Shoppers are also reacting to supply chain concerns by buying what’s immediately available right in front of them at local retailers. In part, due to the disruptions in the global supply chain, the percentage of shoppers expected to visit local independent stores is 27%, up from 26% in 2020, according to the Deloitte Insights survey. The average number of physical stores visited is expected to be 6.6, higher than 5.2 in 2020, the survey says. The share of overall spending in stores is expected to be 33%, up from 28% in 2020. 

Skripkunis, for one, said changing her shopping behavior this year made all the difference in ensuring she got exactly what she wanted well in time for the holidays.

“I’m glad I got my shopping done already because I’m starting to see some empty shelves and shipping issues,” said Skripkunis. “Usually if I use Amazon, deliveries take a day or two, but some things are taking at least a week or two, which is not like them.”

Skripkunis also said that she ran into an odd issue that she’d never encountered before. Two online orders she made showed as in transit, but when the delivery day arrived, the orders didn’t appear and were marked “undeliverable” online. She did get refunds.

There will be no such frustration over delivery issues for 63-year-old Lancaster resident Angie Piel. All of her holiday shopping will be done locally this year.

“The reason I shop locally is because when I go into the stores people know my name, they recognize me, and they treat me special,” said Piel. “So, I don’t have to worry about supply chains. I have a really good supply of local vendors that can meet most of my holiday shopping needs.”

Although Piel said she can’t think of one drawback to shopping locally, 40% of shoppers are anxious about shopping in person in stores this season due to COVID-19, according to the Deloitte Insights survey. 

However, Piel said because she follows the Centers for Disease Control and Prevention guidelines and wears a mask while in stores, the benefits of shopping locally are still unmatched.

“It’s a delight and a joy for me to walk around downtown, see everything decorated nicely and enjoy the flavor of shopping downtown,” said Piel. “The times are challenging for many of our local retail and restaurant friends; if people focused and concentrated on supporting them, it would assure us of better times to come.”

Shoppers react to problems

Shoppers are changing course due to a host of troubling reports about the global supply chain, staffing and shipping capacity in the wake of the pandemic.

Amazon, for example, is struggling to hire 75,000 more warehouse workers and drivers in the U.S. and Canada amidst the pandemic-related labor shortage and is boosting wages and incentives, according to a New York Post report.

An example of the global supply chain disruption was pointed out in an Associated Press report that stated that as of Oct. 22, more than 100 container ships with hundreds of millions of dollars worth of toys, electronics, clothing and furniture were waiting off the west coast due to backups in offloading and moving goods away from ports. The news outlet also reported that about 40% of all shipping containers entering the U.S. come through California’s Los Angeles and Long Beach ports.

Because of COVID-19, places where a lot of the world’s toys and gifts are made, like China, South Korea, Taiwan and southeast Asia, have had lockdowns that forced factories to reduce production or shut down, according to the National Retail Federation. Shipping companies, expecting a drop in demand, responded by cutting their schedules. Instead, the demand surged; and people responded to store closures not by spending less but by spending online. The result – supply chain bottlenecks.

Because of the problems, 75% of holiday shoppers are concerned about stores running out of stock, especially electronics, accessories, toys and hobby supplies, according to the Deloitte Insights survey.

Nonetheless, overall holiday spending is expected to go up by 5%, according to the Deloitte Insights survey. The increase in spending will be largely driven by higher-income households, the survey said.

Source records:
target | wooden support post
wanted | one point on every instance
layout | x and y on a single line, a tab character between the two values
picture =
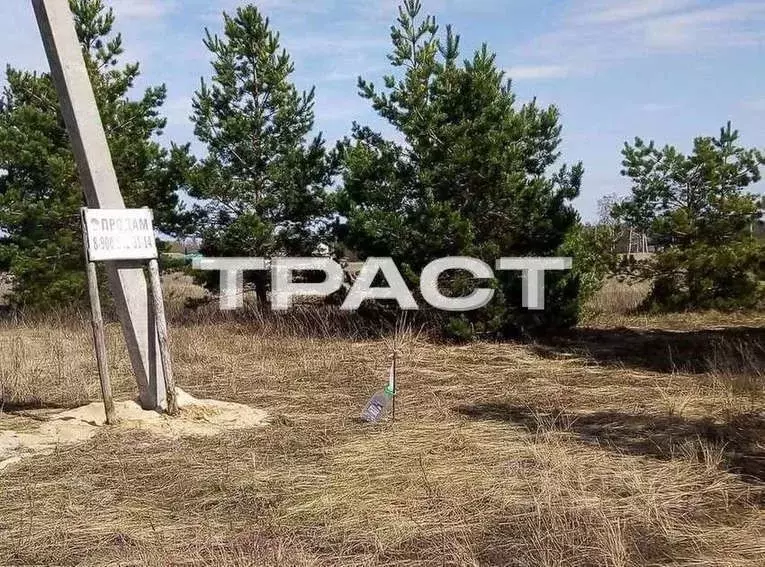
99	181
97	322
162	335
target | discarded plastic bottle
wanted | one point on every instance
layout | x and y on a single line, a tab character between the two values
378	405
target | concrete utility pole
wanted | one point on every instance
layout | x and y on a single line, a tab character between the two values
99	181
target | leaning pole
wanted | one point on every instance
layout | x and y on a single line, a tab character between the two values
99	182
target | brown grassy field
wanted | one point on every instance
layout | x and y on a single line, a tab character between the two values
630	441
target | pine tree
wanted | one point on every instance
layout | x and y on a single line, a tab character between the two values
40	193
263	183
471	178
697	212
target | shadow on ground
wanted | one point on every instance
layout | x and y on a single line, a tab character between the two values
742	439
734	349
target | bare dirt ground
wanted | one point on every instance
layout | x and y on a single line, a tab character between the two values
636	444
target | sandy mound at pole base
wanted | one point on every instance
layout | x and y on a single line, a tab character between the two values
197	418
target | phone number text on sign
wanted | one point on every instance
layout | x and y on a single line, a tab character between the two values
119	234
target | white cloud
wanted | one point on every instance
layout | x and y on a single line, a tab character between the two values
142	9
611	11
592	34
532	72
652	107
755	104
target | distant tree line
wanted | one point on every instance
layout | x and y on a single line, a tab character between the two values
472	173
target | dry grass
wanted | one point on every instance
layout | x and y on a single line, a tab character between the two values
634	441
568	452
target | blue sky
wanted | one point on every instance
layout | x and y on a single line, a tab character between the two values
666	70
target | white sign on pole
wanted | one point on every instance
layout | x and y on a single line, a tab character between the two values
119	234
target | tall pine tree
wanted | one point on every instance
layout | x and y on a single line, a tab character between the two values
471	178
263	183
40	193
697	212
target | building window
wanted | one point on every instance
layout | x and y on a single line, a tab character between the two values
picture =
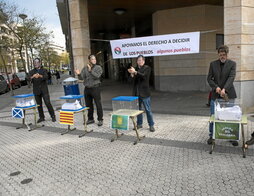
219	40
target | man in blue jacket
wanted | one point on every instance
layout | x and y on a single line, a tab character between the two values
141	76
39	78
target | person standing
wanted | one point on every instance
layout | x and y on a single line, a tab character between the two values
220	78
39	78
141	76
91	75
57	74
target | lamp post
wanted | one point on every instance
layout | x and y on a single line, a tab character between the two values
23	17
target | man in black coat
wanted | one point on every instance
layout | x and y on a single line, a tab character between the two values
39	77
141	89
220	78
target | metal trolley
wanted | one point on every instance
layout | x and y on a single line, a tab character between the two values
229	127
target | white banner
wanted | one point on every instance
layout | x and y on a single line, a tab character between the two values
171	44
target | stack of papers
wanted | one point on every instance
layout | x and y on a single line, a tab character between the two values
24	102
72	106
228	113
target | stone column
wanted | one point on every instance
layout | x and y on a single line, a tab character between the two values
239	36
79	32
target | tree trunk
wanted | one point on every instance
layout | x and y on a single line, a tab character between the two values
6	72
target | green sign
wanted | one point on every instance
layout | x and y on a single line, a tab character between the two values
120	122
223	130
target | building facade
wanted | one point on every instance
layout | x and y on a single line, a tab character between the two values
91	24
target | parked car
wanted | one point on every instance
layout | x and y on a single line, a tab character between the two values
22	77
14	79
3	85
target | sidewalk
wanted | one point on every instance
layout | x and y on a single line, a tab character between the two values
174	160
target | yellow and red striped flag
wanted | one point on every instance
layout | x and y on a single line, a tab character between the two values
66	118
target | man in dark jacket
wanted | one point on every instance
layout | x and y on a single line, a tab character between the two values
39	77
220	78
91	75
141	89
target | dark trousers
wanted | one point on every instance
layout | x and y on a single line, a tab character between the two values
46	100
90	95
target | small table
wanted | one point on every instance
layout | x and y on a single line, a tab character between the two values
132	114
243	122
83	111
28	125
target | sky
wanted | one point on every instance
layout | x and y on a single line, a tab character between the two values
47	10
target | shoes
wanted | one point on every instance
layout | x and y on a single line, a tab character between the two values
138	127
89	122
251	141
234	143
54	119
210	141
40	120
152	129
100	123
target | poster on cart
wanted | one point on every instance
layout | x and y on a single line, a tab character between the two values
120	122
226	130
17	113
159	45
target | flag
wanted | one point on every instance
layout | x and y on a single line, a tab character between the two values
17	113
66	118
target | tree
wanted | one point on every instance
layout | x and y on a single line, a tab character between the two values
30	35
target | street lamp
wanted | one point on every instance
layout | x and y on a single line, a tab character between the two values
23	17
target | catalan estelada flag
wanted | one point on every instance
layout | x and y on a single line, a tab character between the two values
66	118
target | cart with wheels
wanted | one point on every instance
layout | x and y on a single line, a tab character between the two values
228	124
73	106
25	102
125	108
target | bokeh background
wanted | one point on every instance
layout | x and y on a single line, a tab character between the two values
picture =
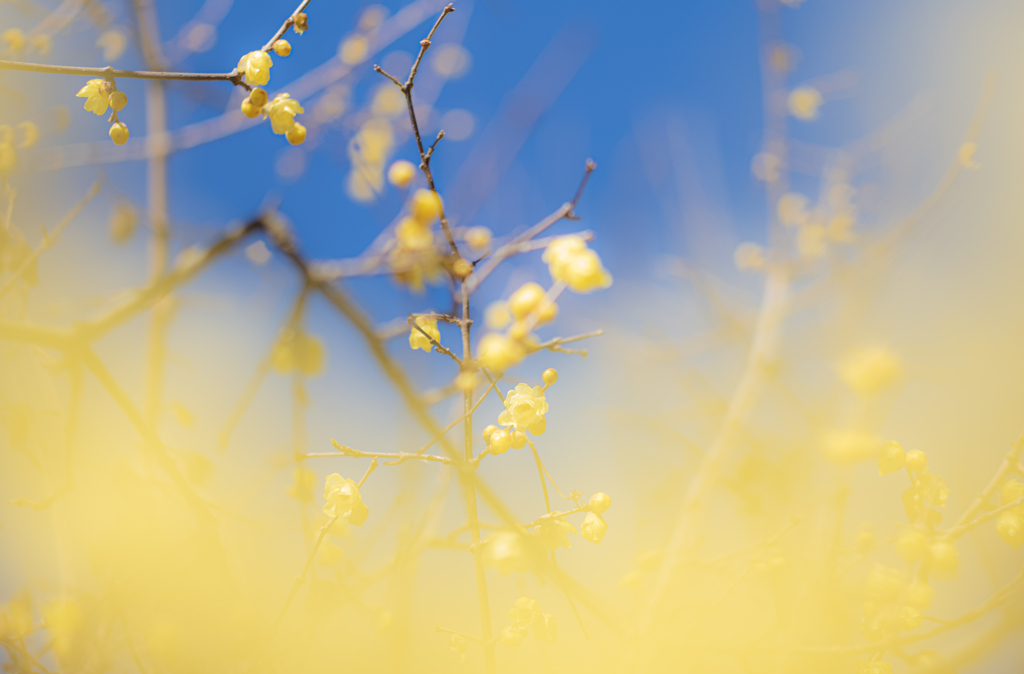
669	99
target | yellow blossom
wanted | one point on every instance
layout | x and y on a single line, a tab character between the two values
524	409
119	133
400	173
341	495
804	103
256	66
96	94
413	236
478	238
425	206
594	528
418	340
500	352
8	158
282	112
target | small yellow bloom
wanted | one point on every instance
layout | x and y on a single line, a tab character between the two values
400	173
804	103
95	93
499	352
413	236
297	134
418	340
525	299
341	495
282	112
119	133
478	238
524	409
425	206
594	528
118	100
256	68
282	47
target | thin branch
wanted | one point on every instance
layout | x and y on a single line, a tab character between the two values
511	248
49	239
109	73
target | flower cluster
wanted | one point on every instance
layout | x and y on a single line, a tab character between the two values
101	94
572	265
415	258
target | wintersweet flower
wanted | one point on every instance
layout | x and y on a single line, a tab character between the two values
282	112
500	352
571	262
256	68
418	340
586	272
561	252
524	408
96	94
341	495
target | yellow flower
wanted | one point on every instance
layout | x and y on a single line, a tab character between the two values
804	103
571	262
95	93
525	299
499	352
14	39
400	173
869	371
594	528
418	340
412	235
561	252
425	206
119	133
256	68
585	272
341	495
282	112
478	238
524	409
282	47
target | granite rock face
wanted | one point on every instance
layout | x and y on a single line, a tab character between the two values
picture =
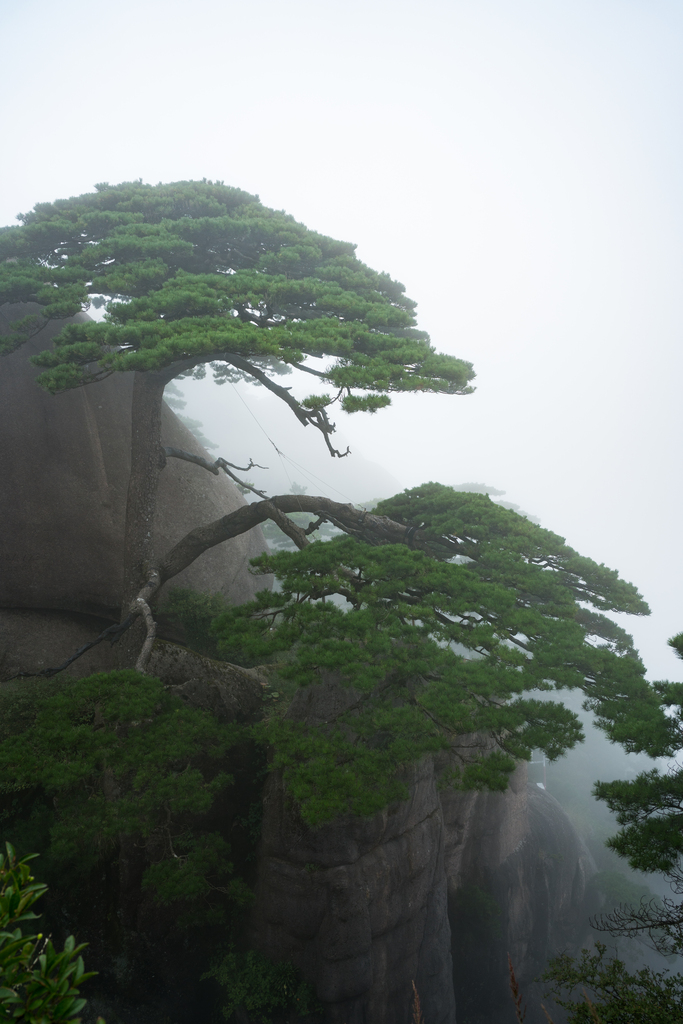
65	466
435	890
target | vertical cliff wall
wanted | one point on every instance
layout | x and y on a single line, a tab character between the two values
65	466
436	889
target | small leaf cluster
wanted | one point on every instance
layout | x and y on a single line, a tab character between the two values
619	997
254	983
193	271
37	983
116	754
434	648
649	808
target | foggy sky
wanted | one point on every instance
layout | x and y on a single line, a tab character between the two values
516	165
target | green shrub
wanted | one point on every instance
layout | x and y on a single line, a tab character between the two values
38	984
619	997
116	754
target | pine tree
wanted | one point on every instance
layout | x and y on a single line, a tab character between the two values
196	272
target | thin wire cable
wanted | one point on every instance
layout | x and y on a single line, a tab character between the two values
282	456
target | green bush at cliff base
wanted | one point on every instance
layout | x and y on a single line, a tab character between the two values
254	983
38	985
619	997
116	754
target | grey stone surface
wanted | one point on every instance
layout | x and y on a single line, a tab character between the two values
228	691
435	890
65	462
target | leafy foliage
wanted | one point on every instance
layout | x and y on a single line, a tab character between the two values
37	983
649	810
619	997
254	983
116	754
434	648
196	271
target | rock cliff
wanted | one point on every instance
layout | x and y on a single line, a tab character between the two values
65	466
435	890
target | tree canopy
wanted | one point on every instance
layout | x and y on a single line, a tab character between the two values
449	640
196	271
649	811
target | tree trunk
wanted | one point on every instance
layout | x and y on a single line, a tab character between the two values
145	463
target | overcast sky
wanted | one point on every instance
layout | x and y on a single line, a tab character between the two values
517	164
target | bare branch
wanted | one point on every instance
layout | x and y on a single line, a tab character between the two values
172	453
215	467
317	417
143	656
356	522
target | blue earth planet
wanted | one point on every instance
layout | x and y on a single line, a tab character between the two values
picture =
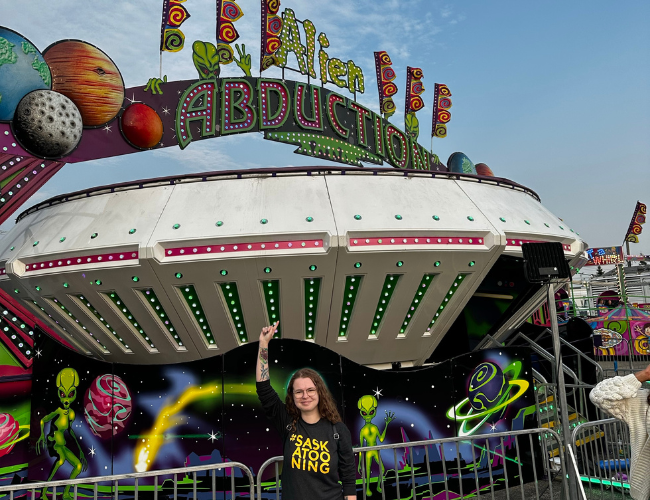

- _Task item A_
Repeat everything in the holiday shopping article from "Shoppers are changing" down to "of the pandemic.".
- _Task item B_
Answer these questions using the holiday shopping article:
(i) What is the expected average number of physical stores visited?
(ii) As of Oct. 22, how many container ships were waiting off the west coast?
(iii) What percentage of holiday shoppers are concerned about stores running out of stock?

- _Expected answer A_
Shoppers are changing course due to a host of troubling reports about the global supply chain, staffing and shipping capacity in the wake of the pandemic.

- _Expected answer B_
(i) 6.6
(ii) More than 100
(iii) 75%